-- Begin Provided records --

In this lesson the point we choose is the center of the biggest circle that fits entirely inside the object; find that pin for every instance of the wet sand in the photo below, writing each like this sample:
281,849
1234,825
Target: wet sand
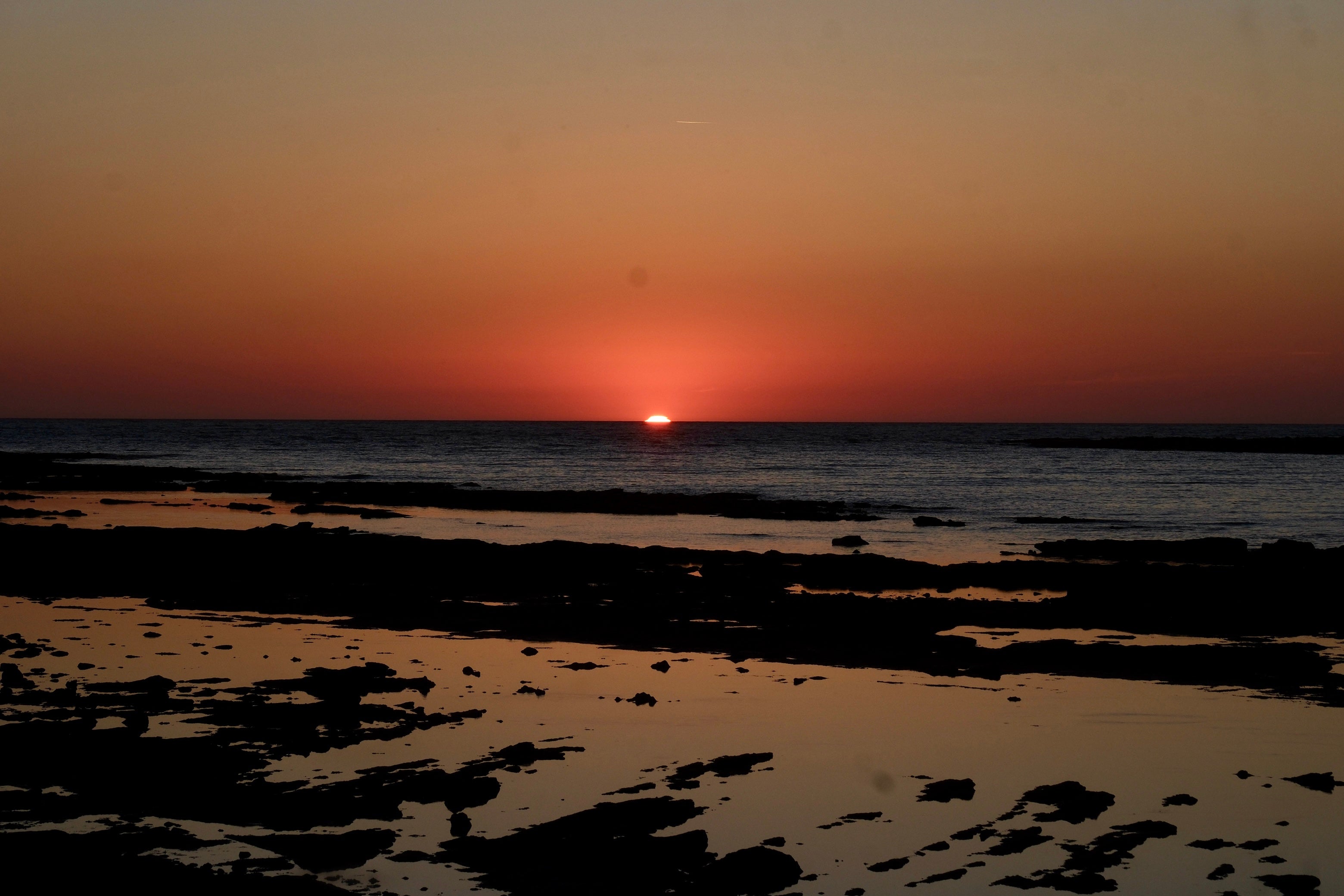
843,746
257,702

-- End Provided records --

Problem statement >>
Rewrite the listing above with "wet sand" changed to "damp sand" wherever it appears and everything else left as it is. Omit the pictures.

Task output >>
In this lesson the point we choose is the center of the biggest circle that fits entirely inside the object; find that pin for every instance of the damp sand in the photo below, writing each like this sample:
281,849
1234,825
Target: damp sand
843,746
257,702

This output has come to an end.